--- DATASET ---

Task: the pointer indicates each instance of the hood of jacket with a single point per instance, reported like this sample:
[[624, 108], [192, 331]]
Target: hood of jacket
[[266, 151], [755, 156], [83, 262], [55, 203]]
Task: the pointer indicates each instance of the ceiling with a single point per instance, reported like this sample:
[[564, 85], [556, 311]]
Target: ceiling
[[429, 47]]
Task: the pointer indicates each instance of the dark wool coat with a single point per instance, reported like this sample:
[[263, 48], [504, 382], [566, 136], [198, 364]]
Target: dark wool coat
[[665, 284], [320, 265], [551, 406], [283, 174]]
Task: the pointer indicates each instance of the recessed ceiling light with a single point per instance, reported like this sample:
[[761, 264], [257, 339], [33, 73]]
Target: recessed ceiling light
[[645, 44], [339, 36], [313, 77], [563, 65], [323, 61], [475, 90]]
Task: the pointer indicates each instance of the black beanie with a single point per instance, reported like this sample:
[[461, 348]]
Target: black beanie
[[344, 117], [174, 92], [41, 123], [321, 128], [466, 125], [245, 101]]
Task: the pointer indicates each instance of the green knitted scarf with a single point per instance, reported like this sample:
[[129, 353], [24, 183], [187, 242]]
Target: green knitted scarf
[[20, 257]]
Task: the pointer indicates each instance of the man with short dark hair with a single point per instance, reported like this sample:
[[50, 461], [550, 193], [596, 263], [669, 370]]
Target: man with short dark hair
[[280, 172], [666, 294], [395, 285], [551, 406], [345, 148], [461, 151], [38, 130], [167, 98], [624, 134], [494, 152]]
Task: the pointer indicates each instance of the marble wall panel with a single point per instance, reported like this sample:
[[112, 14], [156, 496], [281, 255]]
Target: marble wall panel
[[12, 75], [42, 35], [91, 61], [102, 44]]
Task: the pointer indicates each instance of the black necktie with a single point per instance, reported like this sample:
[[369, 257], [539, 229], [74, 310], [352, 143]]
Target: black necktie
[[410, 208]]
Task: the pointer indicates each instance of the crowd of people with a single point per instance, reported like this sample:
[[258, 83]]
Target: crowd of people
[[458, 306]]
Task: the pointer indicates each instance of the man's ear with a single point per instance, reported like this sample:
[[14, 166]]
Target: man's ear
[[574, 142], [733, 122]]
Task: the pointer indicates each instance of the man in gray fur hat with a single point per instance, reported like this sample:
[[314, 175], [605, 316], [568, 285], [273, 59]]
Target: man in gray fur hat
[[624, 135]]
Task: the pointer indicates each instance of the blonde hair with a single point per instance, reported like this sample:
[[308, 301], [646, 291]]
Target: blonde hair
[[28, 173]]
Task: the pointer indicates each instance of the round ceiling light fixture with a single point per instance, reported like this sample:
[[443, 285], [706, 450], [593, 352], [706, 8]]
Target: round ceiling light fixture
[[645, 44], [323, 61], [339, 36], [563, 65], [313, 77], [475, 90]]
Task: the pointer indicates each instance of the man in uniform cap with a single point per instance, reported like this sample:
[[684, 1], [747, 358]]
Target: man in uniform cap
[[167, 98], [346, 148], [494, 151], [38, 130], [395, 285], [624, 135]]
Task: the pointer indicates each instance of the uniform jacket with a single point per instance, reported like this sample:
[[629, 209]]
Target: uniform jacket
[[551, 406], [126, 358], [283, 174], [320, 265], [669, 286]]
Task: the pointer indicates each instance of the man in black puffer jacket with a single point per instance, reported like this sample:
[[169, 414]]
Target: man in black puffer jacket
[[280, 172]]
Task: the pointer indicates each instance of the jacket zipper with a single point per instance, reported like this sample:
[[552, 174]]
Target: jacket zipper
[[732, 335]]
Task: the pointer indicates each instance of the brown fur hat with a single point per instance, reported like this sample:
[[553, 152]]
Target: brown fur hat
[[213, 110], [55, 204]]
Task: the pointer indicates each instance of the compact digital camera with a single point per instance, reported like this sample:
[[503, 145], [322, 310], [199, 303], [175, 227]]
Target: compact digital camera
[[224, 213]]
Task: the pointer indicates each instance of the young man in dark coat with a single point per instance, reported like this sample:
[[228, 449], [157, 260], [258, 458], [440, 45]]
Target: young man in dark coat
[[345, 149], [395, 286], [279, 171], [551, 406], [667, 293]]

---

> _THE EXERCISE_
Could you reproduce all of the records above, character for character, with nothing left out or changed?

> _PROBLEM SOLUTION_
Task: the pointer indicates each instance of the hood of jacket with a single point per instance, reported like this sample:
[[624, 108], [192, 331]]
Target: hood of jacket
[[266, 151], [755, 156], [83, 262], [55, 203]]
Task: the pointer indicates each instance of the ceiling with a single point per instance, reported like this sample:
[[564, 85], [556, 311]]
Target: ceiling
[[429, 47]]
Task: the pointer indicates each instance of the dark wool coat with a single point per instance, reported like this sample:
[[263, 48], [504, 382], [566, 136], [198, 364]]
Target: dark wool coat
[[665, 284], [320, 265], [551, 406], [283, 174]]
Task: the pointer indicates each instance of the recessed ceiling light with a single point per instance, reported like this sample:
[[761, 264], [257, 339], [33, 73]]
Target: recessed ceiling light
[[645, 44], [339, 36], [313, 77], [563, 65], [323, 61], [475, 90]]
Task: the pointer indicates each instance of the black beanie with a single point per instance, reported like this sample:
[[461, 348]]
Target: black beanie
[[344, 117], [174, 92], [41, 123], [321, 128], [466, 125], [245, 101]]
Task: the pointer indicates each instance of the green knitted scarf with a single point per instance, reported like this sample:
[[129, 353], [24, 183], [187, 242]]
Target: green knitted scarf
[[20, 257]]
Task: the pointer indicates each instance of the man with short dark hair with a single point per instance, reported like this sample:
[[50, 461], [550, 193], [596, 263], [669, 370]]
Target: man with short dark hair
[[280, 172], [666, 294], [395, 285], [551, 406], [345, 148], [461, 151], [38, 130], [167, 98], [624, 134], [494, 152]]
Task: the pointer indicates each instance of the marble wall panel with a single point per instance, reported like this sample:
[[112, 14], [156, 496], [281, 255]]
Target: marble wall panel
[[12, 75], [42, 35], [91, 61], [102, 44]]
Task: the pointer indicates each instance of the black necktie with a single point per instance, reported like this sample:
[[369, 257], [539, 229], [74, 310], [352, 143]]
Target: black necktie
[[410, 208]]
Task: the pointer indicates each instance of the crowd of people with a single point per instance, reported like this sample:
[[258, 83]]
Target: crowd of people
[[458, 306]]
Task: the pointer indicates each instance of the man's ear with a single point per instance, reported like this sample:
[[14, 166]]
Target: man's ear
[[574, 142], [733, 122]]
Task: the pointer indicates each instance of the man in gray fur hat with a single point per instance, reported like this sample:
[[314, 175], [605, 316], [568, 285], [273, 59]]
Target: man in gray fur hat
[[624, 135]]
Task: the pointer indicates each instance of the blonde hair with a single point per instance, reported like this sample:
[[308, 301], [646, 291]]
Target: blonde hair
[[28, 173]]
Task: the pointer indicates each instance of the round ceiling light fixture with a single point per instance, reported like this sample:
[[443, 285], [706, 450], [593, 352], [706, 8]]
Target: round ceiling light fixture
[[645, 44], [323, 61], [339, 36], [563, 65], [313, 77], [475, 90]]
Task: the pointer indicates each instance of the man in uniform cap with a single point per instance, reported like this sample:
[[684, 1], [747, 358]]
Target: man in uniform cap
[[167, 98], [346, 148], [494, 151], [38, 130], [395, 285], [624, 135]]
Task: the pointer indicates each instance of the uniform jacket with a single point per instance, reported like this sample:
[[629, 209]]
Target: uniform jacket
[[551, 406], [126, 358], [283, 174], [320, 265], [669, 286]]
Task: the pointer indicates each instance of the man in black puffer jacket with a single point per instance, reported like this sample:
[[169, 414]]
Target: man in black puffer jacket
[[280, 172]]
Task: the pointer indicates each instance of the jacket zipper with a single point per instance, reported like this sample:
[[552, 174]]
Target: jacket zipper
[[732, 335]]
Task: the pointer indicates each instance of the brown fur hat with a single point per instance, reported like this sample:
[[553, 152]]
Target: brown fur hat
[[213, 110], [55, 204]]
Task: the pointer indicates each instance of the compact digital camera with a single point per instance, reported like this sample:
[[503, 145], [322, 310], [199, 303], [175, 227]]
Target: compact digital camera
[[224, 213]]
Task: the pointer indicates each instance of the young man in dark coat with a single point per instance, reported like this sample:
[[228, 449], [157, 260], [258, 458], [440, 45]]
Target: young man in dark coat
[[345, 149], [395, 286], [279, 171], [551, 406], [667, 293]]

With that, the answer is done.